### DOCUMENT:

The general characterization I wrote upthread appears to be correct. U.S. Social Security benefits are a treaty exception, the treaty overrides the general approach.


----------



## accbgb

Just curious: since they are also citizens of Ireland, will there be any tax liability there as well?


----------



## Bevdeforges

Generally speaking, the European countries don't tax based on citizenship. There are some details to attend to - like in the UK, there is a formal "notification process" for letting the tax authority know that you are moving abroad. The other big exception is for income sourced in the home state. If the OP has Irish sourced income (say, a pension from having worked in Ireland, or investments in Ireland), that could be subject to Irish taxes - probably on a non-resident basis.
Cheers,
Bev


----------



## Shaka

Thanks so much to all of you for your advice and expertise. This forum is a terrific resource. So just to clarify.....we will pay taxes in Italy first on Soc Sec payments from the USA and then forward tax credits if applicable to the USA taxes. IN relation to these Wealth taxes ....do they just affect taxable accounts or are 401k and IRAs affected also.
IF so is the wealth tax based on totals invested or just the distributions as they are taxed deferred accounts. I understand this might be for an accountant on the ground in Italy but our accountant here in the USA doesn't have any answers and we need some information going forward. Thanks again.

### INFORMATION SHOWN:
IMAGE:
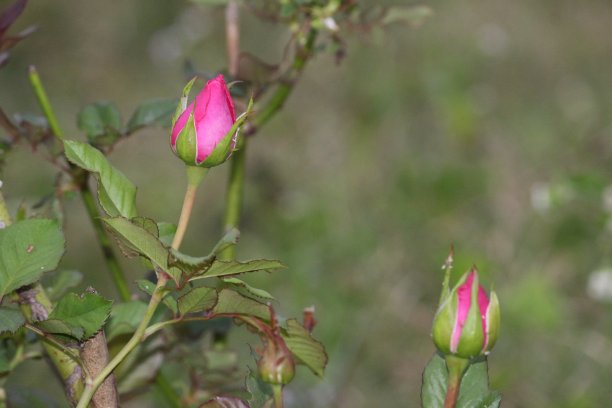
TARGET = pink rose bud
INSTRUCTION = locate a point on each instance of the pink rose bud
(467, 322)
(204, 133)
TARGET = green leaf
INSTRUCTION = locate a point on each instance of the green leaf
(116, 193)
(156, 112)
(61, 282)
(232, 303)
(28, 249)
(306, 348)
(145, 243)
(10, 319)
(226, 268)
(261, 392)
(166, 232)
(101, 122)
(149, 287)
(125, 318)
(78, 316)
(247, 290)
(474, 391)
(197, 300)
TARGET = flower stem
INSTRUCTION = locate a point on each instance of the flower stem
(456, 368)
(92, 385)
(80, 178)
(195, 175)
(43, 101)
(277, 390)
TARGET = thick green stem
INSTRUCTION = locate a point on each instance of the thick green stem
(195, 175)
(92, 385)
(104, 241)
(81, 180)
(456, 368)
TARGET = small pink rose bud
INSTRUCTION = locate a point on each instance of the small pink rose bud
(467, 322)
(204, 134)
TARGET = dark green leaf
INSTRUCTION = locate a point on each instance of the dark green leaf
(474, 391)
(10, 319)
(125, 318)
(61, 282)
(101, 123)
(197, 300)
(232, 303)
(149, 287)
(306, 348)
(196, 266)
(261, 392)
(166, 232)
(145, 243)
(27, 249)
(247, 290)
(116, 193)
(227, 268)
(150, 113)
(78, 316)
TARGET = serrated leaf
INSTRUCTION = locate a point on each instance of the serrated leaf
(145, 243)
(228, 268)
(78, 316)
(166, 232)
(125, 318)
(192, 266)
(149, 287)
(224, 402)
(101, 122)
(156, 112)
(474, 391)
(117, 194)
(10, 319)
(306, 348)
(28, 249)
(61, 282)
(247, 290)
(260, 391)
(197, 300)
(232, 303)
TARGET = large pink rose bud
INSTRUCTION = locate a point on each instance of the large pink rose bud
(204, 133)
(467, 322)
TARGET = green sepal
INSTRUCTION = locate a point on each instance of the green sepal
(493, 320)
(222, 151)
(187, 142)
(182, 105)
(472, 335)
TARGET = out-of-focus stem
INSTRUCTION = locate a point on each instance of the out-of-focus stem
(43, 101)
(80, 180)
(232, 36)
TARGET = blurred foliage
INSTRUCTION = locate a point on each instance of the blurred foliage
(488, 127)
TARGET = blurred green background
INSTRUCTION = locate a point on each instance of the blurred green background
(488, 128)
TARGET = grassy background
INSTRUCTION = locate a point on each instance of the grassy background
(488, 128)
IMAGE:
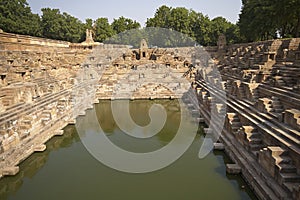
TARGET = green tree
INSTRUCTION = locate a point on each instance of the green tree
(123, 24)
(103, 29)
(61, 26)
(161, 18)
(16, 17)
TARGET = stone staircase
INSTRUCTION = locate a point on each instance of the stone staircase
(250, 138)
(278, 163)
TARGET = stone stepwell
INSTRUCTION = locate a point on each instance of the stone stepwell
(45, 84)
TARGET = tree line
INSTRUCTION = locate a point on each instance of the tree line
(259, 20)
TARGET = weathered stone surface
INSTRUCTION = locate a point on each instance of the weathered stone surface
(233, 169)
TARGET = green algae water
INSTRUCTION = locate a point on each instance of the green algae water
(67, 171)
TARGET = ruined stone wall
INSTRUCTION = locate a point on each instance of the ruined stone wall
(262, 122)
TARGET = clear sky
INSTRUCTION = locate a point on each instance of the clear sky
(138, 10)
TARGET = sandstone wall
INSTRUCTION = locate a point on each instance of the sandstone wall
(261, 132)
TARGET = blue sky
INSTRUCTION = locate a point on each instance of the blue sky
(138, 10)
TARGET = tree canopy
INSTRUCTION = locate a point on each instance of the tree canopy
(269, 19)
(199, 27)
(258, 20)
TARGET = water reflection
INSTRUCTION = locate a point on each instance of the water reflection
(67, 171)
(29, 168)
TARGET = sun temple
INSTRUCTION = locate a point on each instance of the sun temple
(39, 85)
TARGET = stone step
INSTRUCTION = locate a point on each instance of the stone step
(287, 168)
(289, 177)
(255, 147)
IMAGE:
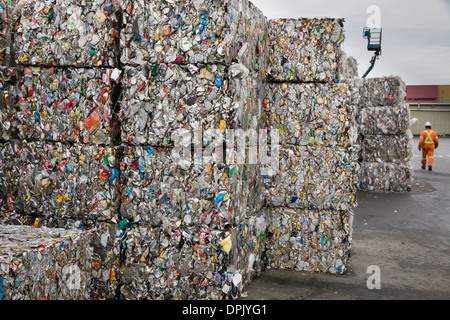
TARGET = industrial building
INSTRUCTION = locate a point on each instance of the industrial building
(429, 103)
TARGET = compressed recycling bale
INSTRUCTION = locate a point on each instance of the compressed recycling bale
(385, 176)
(384, 120)
(60, 104)
(105, 262)
(309, 240)
(348, 68)
(44, 263)
(5, 33)
(69, 33)
(195, 188)
(305, 49)
(313, 177)
(194, 32)
(160, 101)
(312, 114)
(387, 148)
(382, 91)
(62, 185)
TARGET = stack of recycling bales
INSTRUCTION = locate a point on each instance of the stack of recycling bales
(59, 166)
(193, 71)
(310, 180)
(386, 140)
(27, 253)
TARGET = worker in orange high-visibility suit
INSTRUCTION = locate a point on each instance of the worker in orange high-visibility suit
(428, 141)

### AIM 1:
List the usernames that appear as headings in the forum thread.
### AIM 2:
Gather every line of the records that contains the string "focus", matching case exactly.
The records are unrelated to the forum thread.

### EXERCISE SOLUTION 1:
accbgb, Bevdeforges, Shaka

### EXERCISE SOLUTION 2:
TARGET = out-of-focus stem
INSTRUCTION = locate a point on each instance of the out-of-focus stem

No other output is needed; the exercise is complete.